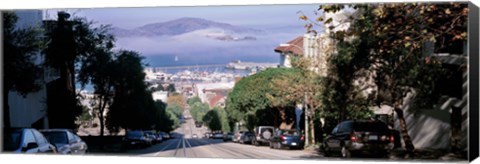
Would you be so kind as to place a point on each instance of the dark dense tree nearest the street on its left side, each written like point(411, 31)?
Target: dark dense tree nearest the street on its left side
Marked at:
point(132, 103)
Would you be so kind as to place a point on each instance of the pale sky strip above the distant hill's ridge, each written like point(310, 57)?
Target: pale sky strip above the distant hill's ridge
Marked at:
point(248, 15)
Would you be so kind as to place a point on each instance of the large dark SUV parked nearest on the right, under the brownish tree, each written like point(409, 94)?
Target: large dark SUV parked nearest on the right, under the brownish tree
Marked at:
point(359, 136)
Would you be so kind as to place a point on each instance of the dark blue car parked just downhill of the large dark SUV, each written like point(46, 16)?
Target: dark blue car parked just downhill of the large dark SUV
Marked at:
point(287, 138)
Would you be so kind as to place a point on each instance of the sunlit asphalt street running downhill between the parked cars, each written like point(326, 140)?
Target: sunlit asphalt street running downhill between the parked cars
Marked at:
point(183, 145)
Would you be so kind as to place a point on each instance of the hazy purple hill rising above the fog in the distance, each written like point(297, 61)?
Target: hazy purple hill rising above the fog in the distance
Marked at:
point(184, 26)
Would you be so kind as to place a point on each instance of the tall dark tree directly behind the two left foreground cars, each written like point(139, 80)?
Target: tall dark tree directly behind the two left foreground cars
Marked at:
point(68, 41)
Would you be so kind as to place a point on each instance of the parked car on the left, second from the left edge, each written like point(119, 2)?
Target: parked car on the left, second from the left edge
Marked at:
point(65, 141)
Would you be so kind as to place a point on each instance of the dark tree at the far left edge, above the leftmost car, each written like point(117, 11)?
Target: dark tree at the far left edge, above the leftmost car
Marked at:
point(21, 47)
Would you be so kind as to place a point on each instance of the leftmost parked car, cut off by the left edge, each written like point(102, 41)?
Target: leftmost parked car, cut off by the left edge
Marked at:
point(26, 140)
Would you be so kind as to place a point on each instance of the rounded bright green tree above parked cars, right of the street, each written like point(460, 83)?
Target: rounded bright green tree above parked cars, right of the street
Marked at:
point(252, 93)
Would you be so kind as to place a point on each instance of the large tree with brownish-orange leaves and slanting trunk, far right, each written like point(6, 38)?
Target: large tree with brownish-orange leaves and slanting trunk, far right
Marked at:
point(391, 39)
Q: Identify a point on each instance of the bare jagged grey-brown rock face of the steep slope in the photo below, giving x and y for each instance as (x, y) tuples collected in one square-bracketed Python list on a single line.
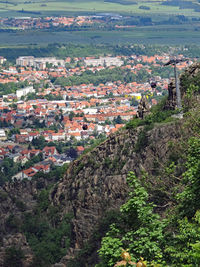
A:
[(97, 182)]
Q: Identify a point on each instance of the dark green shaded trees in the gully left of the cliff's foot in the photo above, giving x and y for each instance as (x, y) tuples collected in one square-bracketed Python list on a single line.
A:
[(48, 236)]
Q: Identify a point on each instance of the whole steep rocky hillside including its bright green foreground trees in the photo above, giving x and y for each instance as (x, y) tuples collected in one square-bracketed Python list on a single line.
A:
[(137, 191)]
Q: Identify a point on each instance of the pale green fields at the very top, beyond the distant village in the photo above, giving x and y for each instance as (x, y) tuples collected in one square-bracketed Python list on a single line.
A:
[(91, 6)]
━━━━━━
## Work order
Output the data above verbatim, pictures excluded.

## Result below
Would you be so kind as to place a point on each instance of the dark dense tree nearest the street on its left side, each written like point(411, 31)?
Target: dark dense tree nearest the street on its left side
Marked at:
point(132, 103)
Would you be so kind as to place a point on each instance of the pale sky strip above the distant hill's ridge, each written like point(310, 57)?
Target: pale sky strip above the distant hill's ridge
Marked at:
point(248, 15)
Would you be so kind as to place a point on each instance of the large dark SUV parked nearest on the right, under the brownish tree, each written like point(409, 94)?
Target: large dark SUV parked nearest on the right, under the brownish tree
Marked at:
point(359, 136)
Would you be so kind as to place a point on each instance of the dark blue car parked just downhill of the large dark SUV, each written like point(46, 16)?
Target: dark blue car parked just downhill of the large dark SUV
Marked at:
point(287, 138)
Would you be so kind as to place a point on each instance of the sunlit asphalt street running downhill between the parked cars, each written like point(326, 140)?
Target: sunlit asphalt street running downhill between the parked cars
Marked at:
point(183, 145)
Would you be so kind as to place a point on each instance of the hazy purple hill rising above the fog in the distance, each written like point(297, 61)?
Target: hazy purple hill rising above the fog in the distance
Marked at:
point(184, 26)
Would you be so kind as to place a point on each instance of the tall dark tree directly behind the two left foreground cars, each written like point(139, 80)?
Target: tall dark tree directly behind the two left foreground cars
Marked at:
point(68, 41)
Would you be so kind as to place a point on each instance of the parked car on the left, second from the left edge, each written like point(119, 2)?
Target: parked car on the left, second from the left edge
Marked at:
point(65, 141)
Would you be so kind as to place a point on each instance of the dark tree at the far left edge, above the leftmost car, each written like point(117, 11)?
Target: dark tree at the far left edge, above the leftmost car
Marked at:
point(21, 47)
Would you be so kind as to place a point on each instance of the leftmost parked car, cut off by the left edge, each written like point(102, 41)?
Target: leftmost parked car, cut off by the left edge
Marked at:
point(26, 140)
Would you be so kind as to place a point on each instance of the rounded bright green tree above parked cars, right of the street, each written like point(460, 83)?
Target: rounded bright green tree above parked cars, right of the street
Marked at:
point(252, 93)
Would you be so kind as to place a point on each instance of the large tree with brownish-orange leaves and slanting trunk, far right, each written like point(6, 38)?
Target: large tree with brownish-orange leaves and slanting trunk, far right
Marked at:
point(391, 39)
Q: Identify a point on each instance of the bare jagged grey-brown rock face of the steep slope in the photo below, giving x and y for each instance as (x, y) tuples collected in one square-bracketed Python list on a single line.
A:
[(97, 182)]
Q: Identify a point on each instance of the dark green shaded trees in the gully left of the cliff's foot in the photo above, giving x and y for each instance as (x, y) tuples collected in one square-bracketed Python list on a single line.
A:
[(48, 236)]
Q: Identify a point on each instance of the whole steep rocky hillside including its bright green foreground trees in the photo above, giving x and y for each instance as (x, y) tuples collected in one square-bracketed Python list on a single line.
A:
[(137, 191)]
Q: Identify a point on each instance of the pale green fields at the very top, beyond the distant village in the photo above, giving x and y for each instance as (x, y) tuples collected in one square-bracketed Python list on a single line.
A:
[(91, 6)]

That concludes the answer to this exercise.